## THINGS TO DO
A. According to the article on mercury fillings, what is dental amalgam made of?
B. Shorten the paragraph of the mercury fillings article that begins "In the 1800s, before modern dental standards existed" and keep its main facts.
C. Carry on writing the mercury fillings article from its final sentence onward.
*** GIVEN TEXT ***
May 6, 2026

Mercury Fillings: What Your Dentist May Not Have Told You

Mercury Fillings: What Your Dentist May Not Have Told You

What Silver Fillings Actually Are

What is dental amalgam made of?

About 50% elemental mercury mixed with metal shavings, pressed into a putty that hardens inside your tooth. The "silver filling" label describes the color. It does not describe the contents. Mercury is the primary ingredient by weight.

Why does this matter beyond the filling itself?

Two reasons. First, mercury releases into your body over the life of the filling through vapor and wear. Second, when old fillings are drilled out and rinsed into wastewater, they become an environmental mercury source. This is not a fringe concern. It is why wastewater regulations around dental offices exist in multiple countries.


How Amalgam Became Standard

How did mercury end up in dentistry in the first place?

In the 1800s, before modern dental standards existed, barbers and general practitioners performed dental work. Mercury mixed with silver shavings created a cheap, fast-setting paste that could patch a cavity without extraction. At a time when pulling teeth was routine and anesthesia was primitive, that was a meaningful advantage.
*** End of GIVEN TEXT ***
*** SUPPLIED RECORDS ***
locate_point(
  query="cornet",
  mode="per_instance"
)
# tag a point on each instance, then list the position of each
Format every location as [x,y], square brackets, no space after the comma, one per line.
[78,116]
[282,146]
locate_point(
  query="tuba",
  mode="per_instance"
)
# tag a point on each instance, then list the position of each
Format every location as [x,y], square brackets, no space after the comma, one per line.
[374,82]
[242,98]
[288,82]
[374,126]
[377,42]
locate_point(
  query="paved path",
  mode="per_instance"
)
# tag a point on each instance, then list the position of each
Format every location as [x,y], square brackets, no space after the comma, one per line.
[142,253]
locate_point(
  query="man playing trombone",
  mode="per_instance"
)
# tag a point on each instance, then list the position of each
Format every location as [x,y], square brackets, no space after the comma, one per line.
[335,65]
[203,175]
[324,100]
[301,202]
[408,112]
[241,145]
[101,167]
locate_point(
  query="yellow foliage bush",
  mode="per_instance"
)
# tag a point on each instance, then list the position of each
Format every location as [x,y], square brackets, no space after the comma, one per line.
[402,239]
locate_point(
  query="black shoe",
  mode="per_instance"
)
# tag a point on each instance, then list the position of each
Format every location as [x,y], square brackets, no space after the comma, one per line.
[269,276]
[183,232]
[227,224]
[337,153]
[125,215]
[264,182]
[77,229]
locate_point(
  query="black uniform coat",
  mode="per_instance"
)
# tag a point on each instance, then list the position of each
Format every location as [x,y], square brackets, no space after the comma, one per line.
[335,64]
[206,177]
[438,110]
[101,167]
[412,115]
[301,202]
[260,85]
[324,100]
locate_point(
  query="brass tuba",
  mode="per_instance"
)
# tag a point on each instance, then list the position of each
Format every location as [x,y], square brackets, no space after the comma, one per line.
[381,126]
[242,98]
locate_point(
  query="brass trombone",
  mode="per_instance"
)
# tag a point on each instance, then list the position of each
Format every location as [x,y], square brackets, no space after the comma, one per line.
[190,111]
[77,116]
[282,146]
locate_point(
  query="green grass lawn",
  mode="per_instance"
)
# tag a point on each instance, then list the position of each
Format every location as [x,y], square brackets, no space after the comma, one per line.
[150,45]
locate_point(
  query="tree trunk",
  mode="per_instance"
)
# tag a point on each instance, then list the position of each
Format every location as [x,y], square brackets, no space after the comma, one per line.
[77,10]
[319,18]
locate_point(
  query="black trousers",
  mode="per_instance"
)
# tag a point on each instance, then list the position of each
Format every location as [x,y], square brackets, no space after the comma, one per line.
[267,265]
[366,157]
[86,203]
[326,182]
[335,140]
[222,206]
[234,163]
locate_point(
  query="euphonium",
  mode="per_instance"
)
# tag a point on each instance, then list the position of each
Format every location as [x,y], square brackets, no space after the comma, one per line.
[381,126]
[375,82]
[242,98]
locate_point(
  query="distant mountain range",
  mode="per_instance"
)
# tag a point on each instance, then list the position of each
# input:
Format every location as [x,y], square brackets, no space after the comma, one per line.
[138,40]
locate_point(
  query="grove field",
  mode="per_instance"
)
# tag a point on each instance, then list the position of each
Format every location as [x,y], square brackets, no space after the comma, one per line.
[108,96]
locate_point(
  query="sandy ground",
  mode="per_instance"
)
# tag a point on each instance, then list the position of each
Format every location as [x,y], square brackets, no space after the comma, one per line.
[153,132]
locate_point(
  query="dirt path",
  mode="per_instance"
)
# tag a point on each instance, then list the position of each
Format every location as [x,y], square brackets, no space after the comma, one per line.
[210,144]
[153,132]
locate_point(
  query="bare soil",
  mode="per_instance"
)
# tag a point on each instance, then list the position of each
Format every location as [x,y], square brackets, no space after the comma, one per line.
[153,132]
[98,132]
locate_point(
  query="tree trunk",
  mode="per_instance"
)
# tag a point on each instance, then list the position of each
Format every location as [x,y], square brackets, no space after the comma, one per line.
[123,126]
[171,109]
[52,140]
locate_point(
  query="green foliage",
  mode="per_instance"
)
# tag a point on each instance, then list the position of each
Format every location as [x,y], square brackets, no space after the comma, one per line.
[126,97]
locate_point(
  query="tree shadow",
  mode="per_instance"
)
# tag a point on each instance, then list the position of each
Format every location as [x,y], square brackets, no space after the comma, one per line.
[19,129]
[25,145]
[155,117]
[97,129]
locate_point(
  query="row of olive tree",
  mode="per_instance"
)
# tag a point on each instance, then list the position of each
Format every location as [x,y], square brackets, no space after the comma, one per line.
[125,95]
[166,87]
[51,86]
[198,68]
*** End of SUPPLIED RECORDS ***
## TASK-BY-TASK ANSWERS
A. About 50% elemental mercury mixed with metal shavings, pressed into a putty that hardens inside the tooth.

B. In the 1800s, barbers and general practitioners did dental work. A cheap, fast-setting paste of mercury and silver shavings let them patch a cavity without pulling the tooth. That was a real advantage when extractions were routine and anesthesia was primitive.

C.
Did anyone raise concerns about mercury toxicity at the time?

Yes. Hat makers who used mercury to felt fur were developing severe tremors, slurred speech, and neurological decline. That is where the "Mad Hatter" phrase comes from. The link between mercury and neurological damage was visible and documented. Amalgam use expanded anyway and eventually became normalized as standard dental care in the United States.


Where Policy Stands Today

Have other countries banned mercury fillings?

Several European countries banned or sharply restricted dental amalgam decades ago. The US still allows it. Insurance reimbursement patterns keep it common, particularly in settings where cost drives treatment decisions. It has historically been used in pediatric dentistry for the same reason.

If mercury is restricted for children under six and pregnant women, why is it acceptable for everyone else?

That is the ethical question the policy does not answer cleanly. The guidance acknowledges vulnerability but draws a line that does not have a clear biological justification. If the exposure is risky enough to restrict for one group, the underlying concern does not disappear for adults.


The Mechanical Problem With Amalgam

Is mercury vapor the only reason to remove old fillings?

No. Amalgam is metal. Metal expands and contracts with temperature changes. Over time that movement contributes to cracked teeth, decay forming under the filling, and restoration failure. Many dentists remove and replace amalgam fillings regularly for purely structural reasons, separate from any toxicity debate.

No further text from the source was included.